It isn’t in our own mainstream media but the fact is that Europe is verging on  collapse. They are bailing out banks and taking them apart (something which our regulators refuse to do). The very same banks that caused the crisis are the ones that are going to claim they too need another bailout because of international defaults. The article below seems extreme but it might be right on target.

From the start the treatment of the banks had been wrong-headed and controlled by of course the banks themselves. With Jamie Dimon sitting on the Board of Directors of the NY FED, which is the dominatrix in the Federal Reserve system, what else would you expect?

The fact is that, as Iceland and other countries have proven beyond any reasonable doubt, the bailout of the banks is dead wrong and it is equally wrong-headed to give them the continued blank check to pursue business strategies that drain rather than infuse liquidity in economies that are ailing because of intentional acts of the banks to enrich themselves rather than the countries that give them license to exist.

The bailout we proposed every year and every month and practically every day on this blog is the only one that will work: reduce household debt, return things to normalcy (before the fake securitization of mortgages and other consumer and government debt) and without spending a dime of taxpayer money.  The right people will pay for this and the victims will get some measure of relief — enough to jump start economies that are in a death spiral.

Task set:
a – In one to three sentences, explain why the commentary on bank bailouts says the treatment of the banks was wrong-headed from the start.
b – Extend the commentary on bank bailouts past its final sentence, in the same voice.
The material after this text is not needed.

Location identification material:
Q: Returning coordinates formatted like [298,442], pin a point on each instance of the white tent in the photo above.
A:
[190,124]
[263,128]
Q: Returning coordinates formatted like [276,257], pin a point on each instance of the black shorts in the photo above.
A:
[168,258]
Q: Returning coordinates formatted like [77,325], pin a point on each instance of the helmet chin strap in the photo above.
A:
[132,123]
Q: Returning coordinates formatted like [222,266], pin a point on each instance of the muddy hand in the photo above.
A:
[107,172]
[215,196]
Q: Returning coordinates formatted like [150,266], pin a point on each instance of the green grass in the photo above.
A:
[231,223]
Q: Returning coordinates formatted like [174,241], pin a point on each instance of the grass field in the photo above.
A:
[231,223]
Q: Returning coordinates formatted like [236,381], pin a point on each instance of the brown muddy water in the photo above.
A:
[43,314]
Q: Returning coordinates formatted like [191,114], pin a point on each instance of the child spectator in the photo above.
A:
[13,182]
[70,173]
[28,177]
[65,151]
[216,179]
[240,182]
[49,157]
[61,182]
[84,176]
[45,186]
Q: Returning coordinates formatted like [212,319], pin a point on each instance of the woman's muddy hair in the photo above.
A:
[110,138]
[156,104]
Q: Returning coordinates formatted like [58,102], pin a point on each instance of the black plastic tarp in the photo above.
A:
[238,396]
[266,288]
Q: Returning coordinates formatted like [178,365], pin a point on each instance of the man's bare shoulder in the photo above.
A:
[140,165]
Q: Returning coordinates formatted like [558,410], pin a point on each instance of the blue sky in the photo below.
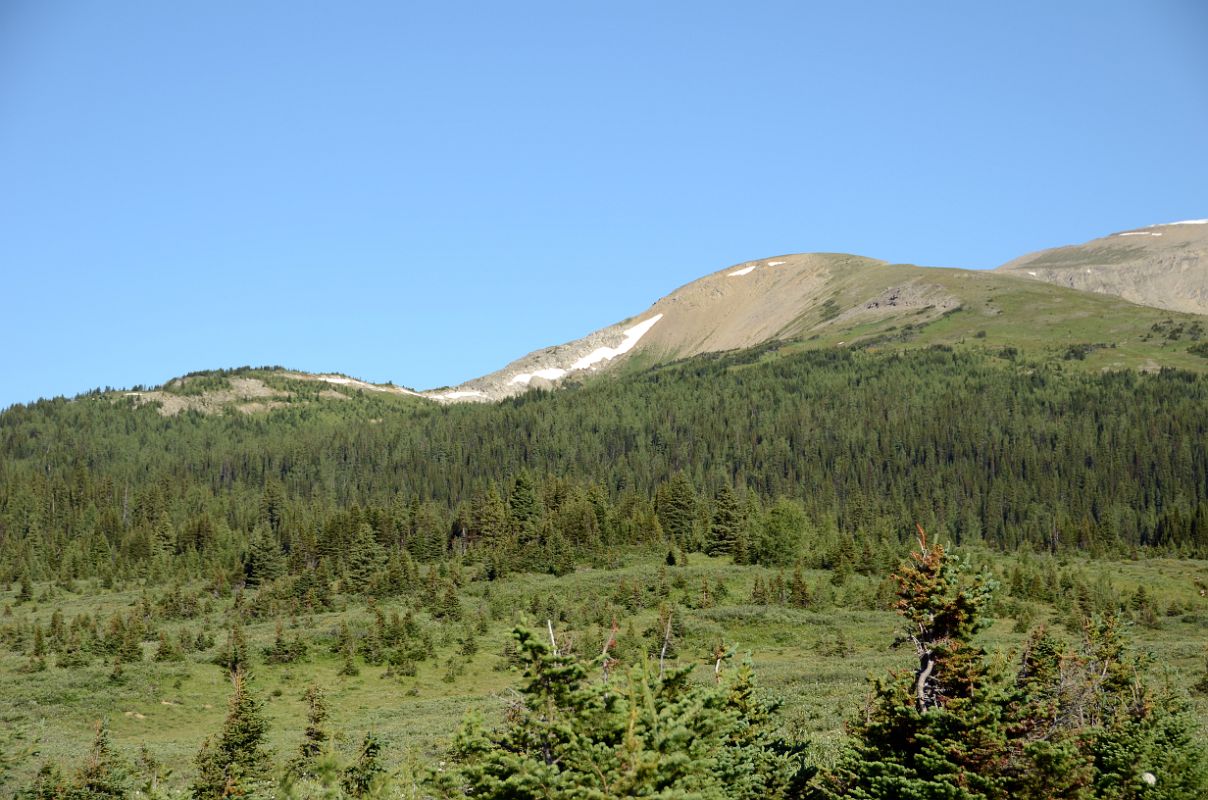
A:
[420,192]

Answers to the tasks:
a – The banks themselves controlled it. The commentary points out that Jamie Dimon sat on the Board of Directors of the NY FED, which it calls the dominatrix of the Federal Reserve system.

b –
Just look at home mortgages. They were based upon layers of lies that are almost endless and that continue through the present. But the principal lie, the one that made all the difference, was that the mortgage bonds were worth something and the real property was worth more than the supposed loans. With only a few exceptions those were blatant lies that are not legal or permissible under any exemption claimed by Wall Street. Our system of laws says that if you steal from someone you pay for it with your liberty and whatever it is you stole is returned to the victim if it still exists. And what exists, is millions of falsely created invalid illegal instruments recorded in title registries all over the country affecting the title of more than 20 million households.

All we need to do is admit it. The loans are unsecured and the only fair way of handling things is to bring all the parties to the table, work out a deal and stop the foreclosures. This isn’t going to happen unless the chief law enforcement officers of each state and the clerks of the title registry offices wake up to the fact that they are part of the problem. It takes guts to audit the title registry like they did in San Francisco and other states, cities and counties. But the reward is that the truth is known and only by knowing the truth will we correct the problem.

The housing market is continuing to suffer because we are living a series of lies. The government, realtors and the banks and servicers all need us to believe these lies because they say that if we admit them, the entire financial system will dissolve. Ask any Joe or Josephine on the street — the financial system has already failed for them. Income inequality has never been worse and history shows that (1) the more the inequality the more power those with wealth possess to keep things going their way and (2) this eventually leads to chaos and violence. As Jefferson said in the Declaration of Independence, people will endure almost anything until they just cannot endure it any longer. That time is coming closer than anyone realizes.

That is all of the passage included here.